## begin RECORD EXCERPTS

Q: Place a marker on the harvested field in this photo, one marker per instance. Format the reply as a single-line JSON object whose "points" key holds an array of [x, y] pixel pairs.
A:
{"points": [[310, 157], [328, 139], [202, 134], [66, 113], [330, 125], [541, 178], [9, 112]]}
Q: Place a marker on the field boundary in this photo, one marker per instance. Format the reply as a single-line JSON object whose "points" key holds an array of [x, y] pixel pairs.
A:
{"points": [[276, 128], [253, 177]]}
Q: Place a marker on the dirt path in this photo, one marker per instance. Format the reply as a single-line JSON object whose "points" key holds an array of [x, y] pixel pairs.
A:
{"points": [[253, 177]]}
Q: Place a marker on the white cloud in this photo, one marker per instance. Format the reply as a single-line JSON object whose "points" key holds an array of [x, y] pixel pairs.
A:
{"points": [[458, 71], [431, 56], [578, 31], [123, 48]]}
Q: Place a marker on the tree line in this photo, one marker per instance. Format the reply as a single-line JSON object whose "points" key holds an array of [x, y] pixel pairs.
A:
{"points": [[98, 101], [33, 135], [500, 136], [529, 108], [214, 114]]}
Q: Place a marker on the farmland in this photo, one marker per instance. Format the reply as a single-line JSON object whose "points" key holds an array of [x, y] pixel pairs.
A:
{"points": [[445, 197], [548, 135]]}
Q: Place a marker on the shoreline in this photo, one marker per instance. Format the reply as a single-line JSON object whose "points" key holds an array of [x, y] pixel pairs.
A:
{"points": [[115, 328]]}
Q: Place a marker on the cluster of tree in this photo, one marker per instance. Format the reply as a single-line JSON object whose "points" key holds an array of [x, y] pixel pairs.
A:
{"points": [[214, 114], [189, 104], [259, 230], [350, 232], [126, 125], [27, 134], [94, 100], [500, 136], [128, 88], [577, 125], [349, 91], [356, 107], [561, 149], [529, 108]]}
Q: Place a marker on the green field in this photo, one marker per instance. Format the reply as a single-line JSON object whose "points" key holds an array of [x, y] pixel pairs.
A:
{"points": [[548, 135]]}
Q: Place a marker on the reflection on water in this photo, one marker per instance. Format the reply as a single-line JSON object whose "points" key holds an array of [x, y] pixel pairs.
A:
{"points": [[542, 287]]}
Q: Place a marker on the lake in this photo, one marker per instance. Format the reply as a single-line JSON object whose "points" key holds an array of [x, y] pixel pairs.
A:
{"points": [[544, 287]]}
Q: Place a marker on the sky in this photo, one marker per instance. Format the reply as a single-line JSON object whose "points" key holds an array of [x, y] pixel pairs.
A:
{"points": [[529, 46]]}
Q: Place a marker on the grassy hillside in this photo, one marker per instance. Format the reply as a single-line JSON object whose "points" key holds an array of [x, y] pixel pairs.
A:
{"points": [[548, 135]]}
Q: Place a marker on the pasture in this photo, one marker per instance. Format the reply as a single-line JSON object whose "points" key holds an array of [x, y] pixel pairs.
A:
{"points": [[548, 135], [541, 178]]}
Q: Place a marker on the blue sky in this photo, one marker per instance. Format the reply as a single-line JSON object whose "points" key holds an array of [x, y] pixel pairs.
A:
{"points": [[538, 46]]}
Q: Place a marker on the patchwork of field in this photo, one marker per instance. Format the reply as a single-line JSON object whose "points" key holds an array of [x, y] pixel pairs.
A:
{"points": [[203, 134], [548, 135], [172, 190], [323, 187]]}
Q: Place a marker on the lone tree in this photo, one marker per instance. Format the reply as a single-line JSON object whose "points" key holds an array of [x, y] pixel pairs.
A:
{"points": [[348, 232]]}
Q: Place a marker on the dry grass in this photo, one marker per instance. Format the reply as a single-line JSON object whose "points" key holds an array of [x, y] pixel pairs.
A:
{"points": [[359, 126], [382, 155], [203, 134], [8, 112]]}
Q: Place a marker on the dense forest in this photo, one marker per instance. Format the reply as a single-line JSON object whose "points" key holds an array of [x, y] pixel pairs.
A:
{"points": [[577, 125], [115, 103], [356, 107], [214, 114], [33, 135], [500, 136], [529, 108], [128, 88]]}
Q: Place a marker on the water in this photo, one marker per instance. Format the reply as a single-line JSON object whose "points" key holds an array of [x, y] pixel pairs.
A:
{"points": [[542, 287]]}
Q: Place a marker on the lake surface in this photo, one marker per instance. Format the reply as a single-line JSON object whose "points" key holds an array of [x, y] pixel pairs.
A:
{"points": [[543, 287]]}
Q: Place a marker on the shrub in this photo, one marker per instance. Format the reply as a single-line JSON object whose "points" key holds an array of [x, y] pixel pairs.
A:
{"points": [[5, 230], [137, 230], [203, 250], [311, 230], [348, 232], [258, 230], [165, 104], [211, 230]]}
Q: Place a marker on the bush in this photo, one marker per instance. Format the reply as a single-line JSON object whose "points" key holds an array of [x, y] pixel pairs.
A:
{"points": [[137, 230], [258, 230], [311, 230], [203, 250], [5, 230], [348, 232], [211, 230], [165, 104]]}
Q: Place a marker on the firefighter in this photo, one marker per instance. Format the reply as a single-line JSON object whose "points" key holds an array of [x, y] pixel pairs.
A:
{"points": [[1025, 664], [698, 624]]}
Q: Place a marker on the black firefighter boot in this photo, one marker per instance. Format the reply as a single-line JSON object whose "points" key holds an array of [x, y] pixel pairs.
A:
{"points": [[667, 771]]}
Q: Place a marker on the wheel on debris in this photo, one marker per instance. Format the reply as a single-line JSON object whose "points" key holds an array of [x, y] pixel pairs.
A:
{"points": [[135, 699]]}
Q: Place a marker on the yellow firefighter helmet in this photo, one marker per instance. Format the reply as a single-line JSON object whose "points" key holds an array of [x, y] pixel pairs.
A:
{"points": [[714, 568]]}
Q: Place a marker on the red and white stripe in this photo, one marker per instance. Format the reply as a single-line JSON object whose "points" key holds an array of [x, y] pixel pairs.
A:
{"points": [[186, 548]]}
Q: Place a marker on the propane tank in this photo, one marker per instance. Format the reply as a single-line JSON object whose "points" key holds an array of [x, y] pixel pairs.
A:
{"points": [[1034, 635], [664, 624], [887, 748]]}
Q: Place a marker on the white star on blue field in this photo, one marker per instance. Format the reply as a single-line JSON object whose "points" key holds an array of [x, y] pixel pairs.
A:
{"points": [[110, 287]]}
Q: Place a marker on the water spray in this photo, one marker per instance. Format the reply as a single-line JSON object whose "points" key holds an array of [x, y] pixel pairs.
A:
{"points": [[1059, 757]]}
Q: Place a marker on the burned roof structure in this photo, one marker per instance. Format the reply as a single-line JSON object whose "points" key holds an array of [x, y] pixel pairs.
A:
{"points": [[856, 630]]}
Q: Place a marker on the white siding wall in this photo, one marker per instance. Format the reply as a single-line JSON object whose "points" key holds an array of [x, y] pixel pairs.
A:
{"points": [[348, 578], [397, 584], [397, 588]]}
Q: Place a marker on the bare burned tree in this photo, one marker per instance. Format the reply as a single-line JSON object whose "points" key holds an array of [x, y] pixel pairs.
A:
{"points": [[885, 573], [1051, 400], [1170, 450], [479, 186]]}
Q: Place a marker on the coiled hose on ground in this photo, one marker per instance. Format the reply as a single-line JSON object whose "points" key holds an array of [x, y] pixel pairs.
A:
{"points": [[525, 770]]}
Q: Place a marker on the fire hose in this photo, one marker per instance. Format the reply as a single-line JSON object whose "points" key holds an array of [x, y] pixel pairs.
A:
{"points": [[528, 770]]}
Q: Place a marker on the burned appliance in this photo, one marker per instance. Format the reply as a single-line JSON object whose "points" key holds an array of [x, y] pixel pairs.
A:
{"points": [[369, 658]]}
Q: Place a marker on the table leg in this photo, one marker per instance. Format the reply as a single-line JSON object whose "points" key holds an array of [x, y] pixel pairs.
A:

## end RECORD EXCERPTS

_TASK TO CARRY OUT_
Copy every one of the entries above word for word, omitting nothing and changing nothing.

_COMPLETE ANSWER_
Q: Place a marker on the harvested field in this photo, one marker per instance. Format the reply as a single-line JSON object whose "points" key holds an array of [x, y] pixel pairs.
A:
{"points": [[310, 157], [328, 139], [202, 134], [66, 113], [330, 125], [541, 178], [9, 112]]}
Q: Place a marker on the field boundary in this photo, one marker per instance. Format the reply as a single-line JSON object whose "points" key holds an array of [x, y] pixel pairs.
A:
{"points": [[276, 128], [253, 177]]}
Q: Place a marker on the dirt path in this photo, one marker per instance. Format the reply as a single-line JSON object whose "points" key holds an array of [x, y] pixel pairs.
A:
{"points": [[253, 177]]}
Q: Place a marker on the white cloud in this photo, one marker per instance. Format the reply as a single-line JSON object whose "points" key holds an array of [x, y] pixel pairs.
A:
{"points": [[458, 71], [431, 56], [578, 31], [123, 48]]}
Q: Place a marker on the tree line in this photo, one marker per instance. Format the reply as a single-line JSON object whose "points" key holds an array of [x, y] pixel pairs.
A:
{"points": [[98, 101], [33, 135], [500, 136], [529, 108], [214, 114]]}
Q: Place a marker on the farmland in this photo, one marker per instance. Format the reply as a single-line JSON object whose "points" key holds an array of [x, y] pixel pairs.
A:
{"points": [[445, 197], [548, 135]]}
Q: Place a marker on the shoreline in this photo, one marker per instance. Format the reply as a single-line JSON object whose "points" key holds an array of [x, y] pixel pairs.
A:
{"points": [[115, 328]]}
Q: Place a marker on the cluster of tree in this photo, one marker per instance. Format the reply as a single-line JSON object whose "points" key holds an array of [x, y] pixel pairs.
A:
{"points": [[214, 114], [189, 104], [259, 230], [350, 232], [126, 125], [27, 134], [94, 100], [500, 136], [128, 88], [577, 125], [349, 91], [356, 107], [561, 149], [529, 108]]}
Q: Place a marker on the green field in this photo, one marker per instance. Format the reply as a single-line JSON object whose "points" key holds an array of [x, y] pixel pairs.
A:
{"points": [[548, 135]]}
Q: Place a marker on the reflection on water in this photo, one marker per instance. Format the reply as a single-line JSON object whose "points" key holds an array of [x, y] pixel pairs.
A:
{"points": [[542, 287]]}
Q: Place a marker on the lake in this photo, one marker per instance. Format the reply as a single-line JSON object whose "points" key holds an array of [x, y] pixel pairs.
A:
{"points": [[544, 287]]}
Q: Place a marker on the sky in this photo, one marker per instance. Format the reply as a single-line JSON object whose "points" key holds an array of [x, y] pixel pairs.
A:
{"points": [[529, 46]]}
Q: Place a marker on the grassy hillside in this photo, one marker per instance. Format the reply as a single-line JSON object whose "points" key holds an array of [x, y] pixel pairs.
A:
{"points": [[548, 135]]}
Q: Place a marker on the pasture in this photo, one marker per instance. Format the reply as a single-line JSON object whose "points" key holds an array of [x, y] pixel pairs.
A:
{"points": [[548, 135], [541, 178]]}
Q: Place a marker on the blue sky in this photo, one marker per instance. Format the reply as a single-line JSON object whose "points" key holds an array of [x, y] pixel pairs.
A:
{"points": [[538, 46]]}
Q: Place a marker on the patchwork of field in this photo, one marker per instance. Format the reply as a single-line JSON object whose "points" key holds an array of [x, y] pixel pairs.
A:
{"points": [[203, 134], [548, 135], [172, 190], [323, 187]]}
Q: Place a marker on the lone tree in this photo, one marker per instance. Format the reply as a single-line JSON object whose "points" key holds an array of [x, y] pixel pairs.
A:
{"points": [[348, 232]]}
Q: Place a marker on the dry grass in this photo, one marker per instance. Format the reply as a single-line JSON object whose "points" key holds an array of [x, y] pixel pairs.
A:
{"points": [[359, 126], [382, 155], [203, 134], [8, 112]]}
Q: Place a marker on the dense forest in this photo, one marker per instance. Format the reply as a single-line JSON object whose "points" key holds an array of [x, y] pixel pairs.
A:
{"points": [[577, 125], [115, 103], [356, 107], [214, 114], [33, 135], [500, 136], [529, 108], [128, 88]]}
Q: Place a marker on the water in this photo, one marker per instance. Format the reply as a single-line JSON object whose "points" key holds an array of [x, y] pixel pairs.
A:
{"points": [[542, 287]]}
Q: Place a marker on the lake surface in this photo, one marker per instance. Format the reply as a single-line JSON object whose "points" key holds an array of [x, y] pixel pairs.
A:
{"points": [[543, 287]]}
Q: Place a marker on the shrub in this photo, one marker per instance. Format the reply as a single-line JSON object whose "points" key holds an array of [x, y] pixel pairs.
A:
{"points": [[5, 230], [137, 230], [203, 250], [311, 230], [348, 232], [258, 230], [165, 104], [211, 230]]}
Q: Place a marker on the bush in this photo, one marker per instance. Format the reply as a single-line JSON object whose "points" key holds an array of [x, y] pixel pairs.
A:
{"points": [[137, 230], [258, 230], [311, 230], [203, 250], [5, 230], [348, 232], [211, 230], [165, 104]]}
Q: Place a marker on the firefighter in this photo, one marker per instance. Format the reply as a single-line JSON object whose "points" key holds an array of [x, y] pixel pairs.
A:
{"points": [[1025, 664], [698, 624]]}
Q: Place a marker on the black firefighter boot in this photo, one marker per instance. Format the reply as a single-line JSON object whose "points" key holds an array of [x, y] pixel pairs.
A:
{"points": [[667, 771]]}
Q: Place a marker on the wheel on debris in this photo, one marker per instance. Format the reply as a single-line JSON object whose "points" key holds an array of [x, y] pixel pairs.
A:
{"points": [[135, 699]]}
Q: Place a marker on the yellow firefighter helmet in this photo, one marker per instance. Format the reply as a single-line JSON object whose "points" key holds an array of [x, y] pixel pairs.
A:
{"points": [[714, 568]]}
Q: Place a marker on the red and white stripe in this photo, one marker per instance. Format the reply as a single-line JSON object whose "points" key holds an array of [x, y] pixel pairs.
A:
{"points": [[186, 548]]}
Q: Place a marker on the propane tank in this photo, one marker per instance. Format the reply as a single-line JSON object whose "points" key holds an array of [x, y] pixel pairs.
A:
{"points": [[1034, 635], [664, 624], [887, 748]]}
Q: Place a marker on the white star on blue field in this photo, one marker per instance. Format the reply as a single-line JSON object whose "points" key holds an array of [x, y] pixel pairs.
A:
{"points": [[110, 287]]}
Q: Place a marker on the water spray in this photo, one marker per instance. Format the reply as a single-line JSON object whose "points" key holds an array of [x, y] pixel pairs.
A:
{"points": [[1059, 757]]}
Q: Place a marker on the burned roof structure in this photo, one marker per instance. Format the reply as a single-line JSON object whose "points" key holds an array of [x, y] pixel pairs.
A:
{"points": [[856, 630]]}
Q: Place a marker on the white siding wall in this photo, one marker per instance. Format the reply as a single-line JSON object whose "points" key holds an array of [x, y] pixel pairs.
A:
{"points": [[348, 578], [397, 584], [397, 588]]}
Q: Place a marker on the bare burned tree in this photo, one marker per instance. Format the reply as a single-line JSON object whose "points" key holds an array of [x, y] pixel pairs.
A:
{"points": [[885, 573], [1051, 400], [1170, 450], [479, 186]]}
Q: Place a marker on the coiled hose on ground in this photo, one marker per instance. Format the reply as a single-line JSON object whose "points" key holds an array of [x, y] pixel pairs.
A:
{"points": [[525, 770]]}
Q: Place a marker on the fire hose in this photo, one marker per instance. Format the reply as a single-line JSON object whose "points" key holds an array of [x, y] pixel pairs.
A:
{"points": [[528, 770]]}
Q: Place a marker on the burned appliance in this photo, one marker per instance. Format the reply as a single-line JSON object whose "points" key holds an array of [x, y] pixel pairs.
A:
{"points": [[369, 658]]}
Q: Place a marker on the table leg in this photo, one marker per instance. Format the reply as a single-line JSON object whose "points" key holds an array of [x, y] pixel pairs.
A:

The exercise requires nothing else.